Date: 12 Sep 2007
Speaker: Commonwealth Secretary-General Don McKinnon
Location: Brussels, Belgium
Good morning ladies and gentlemen. It is truly a great honour to be the first Commonwealth Secretary-General to address the Foreign Affairs Committee in the European Parliament.
I warmly thank your Chairman, Mr Saryusz-Wolski, and one of your members, Mr van Orden, for making today possible.
I also thank Mr Kasoulidis, who heads a small and informal Committee on Commonwealth Affairs within the European Parliament.
That group of 20-or-so MEPs plays a very important role in strengthening the links and the understanding between our two organizations.
I stand here as Secretary-General of the Commonwealth, but I am more besides.
Above all, I am a democrat and a parliamentarian.
I have been privileged to carry out many roles in public service, but none was more important to me than being, for over 20 years, a Member of Parliament in my home country of New Zealand.
That is why I feel at home today amongst fellow Parliamentarians.
In two weeks time, I shall be making my 7th and final address to the Commonwealth Parliamentary Association’s annual conference in New Delhi – a body of 16,000 Parliamentarians in our 53 Commonwealth countries.
Parliaments are our Commonwealth lifeblood.
Some of you may be familiar with the Commonwealth’s ‘Latimer House Principles’, that define and differentiate the roles of the three branches of Government: the legislature, the executive and the judiciary.
If the official tasks of the national legislature are to make laws and to make money available … then its unofficial tasks are not to be marginalized by the executive it has created, nor to be muzzled by the judiciary.

+++

AIM OF THE EXERCISE:
Write the next part of the Commonwealth Secretary-General's speech to the European Parliament's Foreign Affairs Committee, picking up after the sentence about the legislature's unofficial tasks. The material after this speech extract is not used in what follows.

RAW DATA:
+++

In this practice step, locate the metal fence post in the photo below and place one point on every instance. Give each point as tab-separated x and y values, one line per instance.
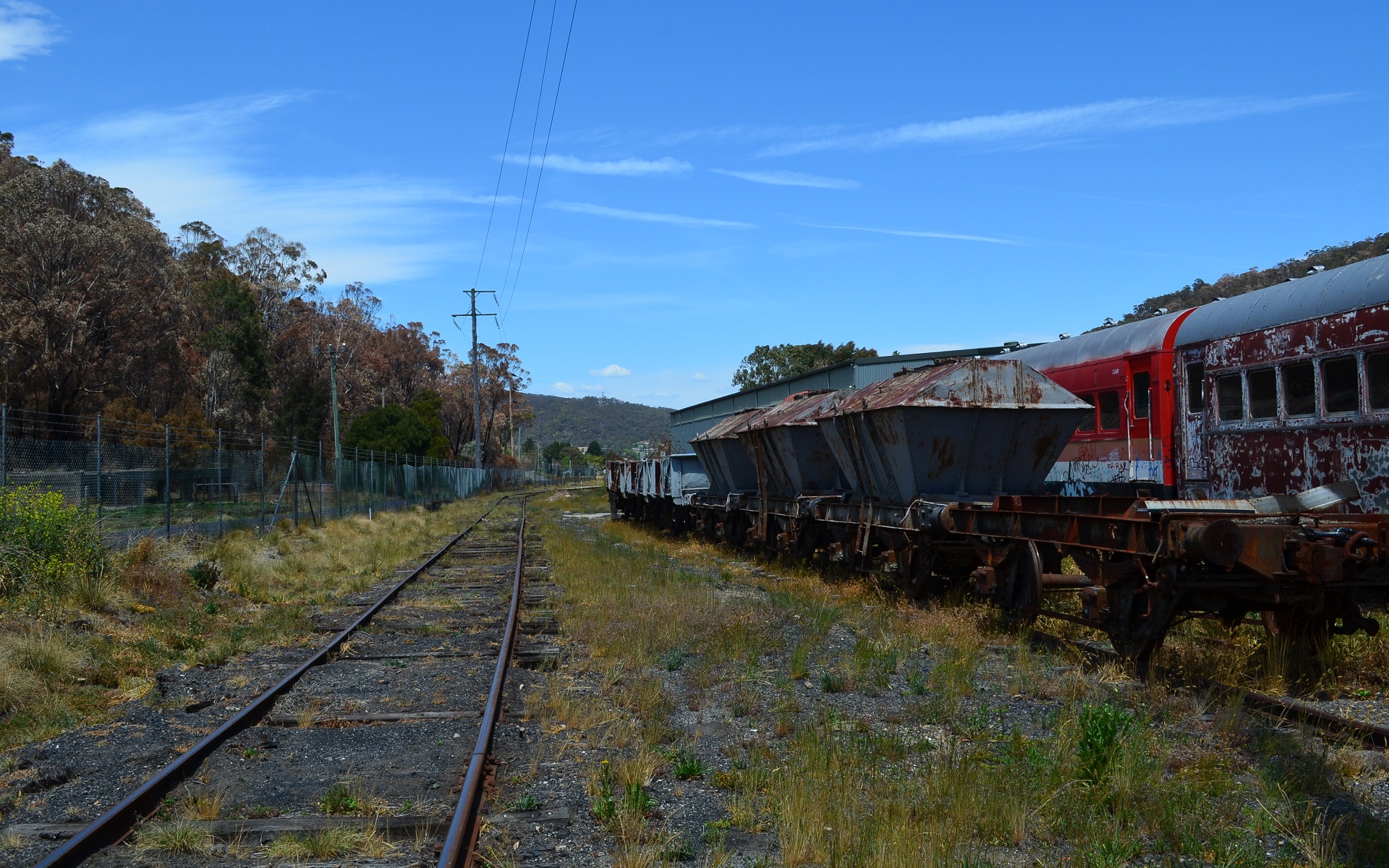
169	493
99	469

+++

SOLVED PROBLEM:
I know that you, too, in the supra-national legislature that is the European Parliament, are exercised by the same debates as to where representation and power lie, with more power potentially coming your way under the Reform Treaty.
Wherever I go, I share the message of just, fair, efficient, transparent government – based on representative Parliaments – that betters peoples’ lives.
And that is why the Commonwealth meets the European Union today.
In fact, we meet every day in our overlapping membership.
Cyprus, Malta and the United Kingdom belong to both the Commonwealth and the European Union.
Indeed, Malta has a high profile as our current ‘Chair-in-Office’.
My simple message today is that we two families of nations share the same values, and we are partners not just in principle, but in practice.
Now, I accept that we may look different from the outside.
You the European Union, with 27 countries and nearly half-a-billion people on one continent ….
We the Commonwealth, with 53 countries and just under two billion people, on five continents, and in three oceans.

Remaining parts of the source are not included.